» PROBLEM DETAILS
Retype each record shown below, leaving every character as it is.

(Pointing records)
::::
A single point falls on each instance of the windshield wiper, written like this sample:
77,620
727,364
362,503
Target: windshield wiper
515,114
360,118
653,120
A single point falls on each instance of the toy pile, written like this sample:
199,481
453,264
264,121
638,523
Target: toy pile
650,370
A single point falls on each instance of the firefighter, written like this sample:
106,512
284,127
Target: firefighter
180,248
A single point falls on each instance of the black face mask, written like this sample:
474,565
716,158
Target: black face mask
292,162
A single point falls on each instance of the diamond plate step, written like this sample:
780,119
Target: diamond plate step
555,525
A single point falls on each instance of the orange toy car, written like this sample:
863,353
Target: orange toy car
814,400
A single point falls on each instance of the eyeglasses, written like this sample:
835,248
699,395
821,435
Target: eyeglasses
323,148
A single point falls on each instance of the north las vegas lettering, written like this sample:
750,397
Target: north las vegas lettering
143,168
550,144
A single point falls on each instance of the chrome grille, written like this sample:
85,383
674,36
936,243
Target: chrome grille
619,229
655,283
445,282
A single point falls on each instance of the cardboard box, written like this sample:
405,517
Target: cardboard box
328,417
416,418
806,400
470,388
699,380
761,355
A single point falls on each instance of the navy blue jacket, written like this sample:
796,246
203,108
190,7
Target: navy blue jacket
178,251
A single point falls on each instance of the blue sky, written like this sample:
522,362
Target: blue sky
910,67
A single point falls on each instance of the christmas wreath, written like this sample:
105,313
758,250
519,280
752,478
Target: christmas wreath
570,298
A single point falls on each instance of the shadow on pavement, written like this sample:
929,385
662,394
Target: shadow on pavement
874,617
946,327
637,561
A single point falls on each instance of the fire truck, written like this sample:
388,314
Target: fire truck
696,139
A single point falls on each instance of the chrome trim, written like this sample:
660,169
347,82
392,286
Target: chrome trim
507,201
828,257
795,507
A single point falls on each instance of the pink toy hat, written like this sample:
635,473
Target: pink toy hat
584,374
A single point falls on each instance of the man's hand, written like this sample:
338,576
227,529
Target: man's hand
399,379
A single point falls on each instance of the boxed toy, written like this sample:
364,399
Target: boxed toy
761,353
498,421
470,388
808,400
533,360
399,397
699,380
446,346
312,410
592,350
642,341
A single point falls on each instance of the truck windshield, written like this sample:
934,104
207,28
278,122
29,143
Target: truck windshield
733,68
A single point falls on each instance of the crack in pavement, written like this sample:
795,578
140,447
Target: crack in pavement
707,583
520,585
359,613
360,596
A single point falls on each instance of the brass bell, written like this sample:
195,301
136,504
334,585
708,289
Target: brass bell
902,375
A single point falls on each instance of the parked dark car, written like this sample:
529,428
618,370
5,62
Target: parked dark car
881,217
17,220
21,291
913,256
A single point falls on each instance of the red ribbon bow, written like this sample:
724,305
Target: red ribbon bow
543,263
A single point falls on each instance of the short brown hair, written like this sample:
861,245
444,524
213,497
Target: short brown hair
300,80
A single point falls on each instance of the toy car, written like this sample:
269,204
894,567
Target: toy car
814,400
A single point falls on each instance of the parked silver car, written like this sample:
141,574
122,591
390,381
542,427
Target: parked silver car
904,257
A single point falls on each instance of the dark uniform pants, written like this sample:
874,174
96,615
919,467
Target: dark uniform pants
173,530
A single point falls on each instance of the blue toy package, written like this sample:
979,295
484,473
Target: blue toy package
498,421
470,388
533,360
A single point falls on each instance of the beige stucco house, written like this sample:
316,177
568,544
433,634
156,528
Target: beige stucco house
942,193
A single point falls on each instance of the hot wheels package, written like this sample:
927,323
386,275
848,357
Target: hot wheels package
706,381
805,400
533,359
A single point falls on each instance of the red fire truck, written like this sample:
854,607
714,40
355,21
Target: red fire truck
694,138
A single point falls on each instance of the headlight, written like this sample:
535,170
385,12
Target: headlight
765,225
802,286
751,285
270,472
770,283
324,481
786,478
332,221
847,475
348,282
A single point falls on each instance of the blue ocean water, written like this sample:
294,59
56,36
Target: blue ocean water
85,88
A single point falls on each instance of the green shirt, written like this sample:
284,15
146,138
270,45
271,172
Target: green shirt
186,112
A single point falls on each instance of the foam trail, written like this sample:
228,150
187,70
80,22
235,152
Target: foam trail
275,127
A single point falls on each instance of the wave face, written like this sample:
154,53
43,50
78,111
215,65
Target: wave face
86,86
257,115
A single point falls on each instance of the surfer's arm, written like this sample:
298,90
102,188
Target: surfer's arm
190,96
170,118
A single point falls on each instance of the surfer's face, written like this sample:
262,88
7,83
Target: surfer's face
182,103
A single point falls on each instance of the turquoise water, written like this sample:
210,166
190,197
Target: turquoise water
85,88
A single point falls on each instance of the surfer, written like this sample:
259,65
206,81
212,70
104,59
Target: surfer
::::
» WRITTEN SOLUTION
A single point falls on each instance of the windshield wiper, written like this sample:
77,620
727,364
362,503
Target: windshield wiper
515,114
360,118
653,120
A single point falls on each instance of the toy pile, written like this sample:
199,481
453,264
264,121
638,523
Target: toy pile
650,370
A single point falls on each instance of the firefighter, written like this sample:
106,512
284,127
Target: firefighter
180,248
A single point falls on each instance of the black face mask, written like this sample:
474,565
716,158
Target: black face mask
292,162
A single point falls on each instance of the diamond plate step, written like this sample:
780,119
Target: diamond plate step
555,525
A single point falls on each instance of the orange toy car, written like this sample:
863,353
Target: orange toy car
814,400
A single point falls on each instance of the eyeglasses, written like this sample:
835,248
699,395
821,435
Target: eyeglasses
323,148
A single point falls on each instance of the north las vegas lettering, written like this sample:
750,397
Target: north las vegas lettering
143,168
550,144
A single point falls on each instance of the chrome grille, written like this sample:
85,383
674,36
936,243
Target: chrome grille
619,229
655,283
445,282
A single point falls on each instance of the cardboard box, written like this sample:
405,517
Target: cardboard box
328,417
416,418
806,400
470,388
699,380
761,355
A single point falls on each instance of the navy blue jacket, written like this sample:
796,246
203,108
190,7
Target: navy blue jacket
178,251
A single point falls on each instance of the blue sky, written like this sample:
522,362
Target: blue sky
910,67
A single point falls on each instance of the christmas wreath, written like this sample:
105,313
758,250
519,280
752,478
Target: christmas wreath
570,298
A single point falls on each instance of the shadow on pavement, written like this sample:
929,385
662,394
Target: shadow on pavement
874,617
946,327
637,561
A single point falls on each instance of the fire truck, written like this sample:
388,314
Target: fire truck
696,139
A single point falls on each instance of the chrome trim, written like this sample:
660,169
347,82
392,286
Target: chrome trim
507,201
828,257
795,507
A single point falls on each instance of the pink toy hat, written like this sample:
635,473
Target: pink toy hat
584,374
A single point falls on each instance of the man's hand, written like this sample:
338,576
227,529
Target: man's hand
399,379
A single point falls on each instance of the boxed toy, written like this sample:
364,399
Target: boxed toy
761,353
498,421
470,388
808,400
533,360
399,397
699,380
446,346
312,410
592,350
642,341
A single point falls on each instance of the truck windshield, written like this sample:
934,104
207,28
278,122
29,143
Target: truck windshield
733,68
A single point falls on each instance of the crack in pavement, written like this sample:
795,578
140,447
Target: crack in pavement
707,583
520,585
359,613
360,596
A single point falls on each instance of the brass bell, written like this sample:
195,301
136,504
334,585
708,289
Target: brass bell
902,375
A single point falls on each instance of the parked dark car, written like this sample:
529,428
618,370
5,62
Target: parked dark car
881,217
17,220
21,291
913,256
A single point falls on each instance of the red ribbon bow, written like this sample:
724,305
Target: red ribbon bow
543,263
A single point falls on each instance of the short brown hair, written like this sample:
861,245
444,524
213,497
Target: short brown hair
300,80
A single point falls on each instance of the toy car, written like this sample:
269,204
894,567
Target: toy car
814,400
A single point falls on each instance of the parked silver car, written like this sample:
141,574
122,591
390,381
542,427
Target: parked silver car
904,257
A single point falls on each instance of the dark uniform pants, written like this sample:
874,174
96,615
919,467
Target: dark uniform pants
173,530
A single point falls on each instance of the blue toy package, written like this sample:
979,295
484,473
Target: blue toy package
498,421
470,388
533,360
A single point falls on each instance of the beige stucco house, written like this sample:
316,177
568,544
433,634
156,528
Target: beige stucco house
942,193
A single point falls on each instance of the hot wheels package, written like this sample:
927,323
386,275
848,357
Target: hot wheels package
706,381
805,400
533,359
A single point falls on each instance of the red fire truck, written like this sample:
854,607
714,40
355,21
Target: red fire truck
694,138
A single point falls on each instance of the headlight, written like this sample:
535,170
385,12
Target: headlight
765,225
802,286
751,285
270,472
770,283
324,481
786,478
332,221
847,475
348,282
A single point falls on each instance of the blue ocean water, written like this sample:
294,59
56,36
Target: blue ocean water
85,88
A single point falls on each instance of the green shirt, written like this sample:
284,15
146,138
270,45
271,172
Target: green shirt
186,112
A single point falls on each instance of the foam trail, written like this sample:
228,150
187,70
80,22
235,152
Target: foam trail
275,127
A single point falls on each instance of the wave face, written like this sample:
154,53
43,50
78,111
215,65
Target: wave face
86,86
257,115
A single point falls on each instance of the surfer's arm, written like this sample:
298,90
102,188
Target: surfer's arm
190,96
170,118
A single point falls on each instance of the surfer's face, written like this sample:
262,88
7,83
Target: surfer's face
182,103
A single point falls on each instance of the turquoise water, written like this sample:
210,166
190,197
Target: turquoise water
85,88
A single point falls on each instance of the surfer, written like this sample:
259,65
206,81
212,70
104,59
Target: surfer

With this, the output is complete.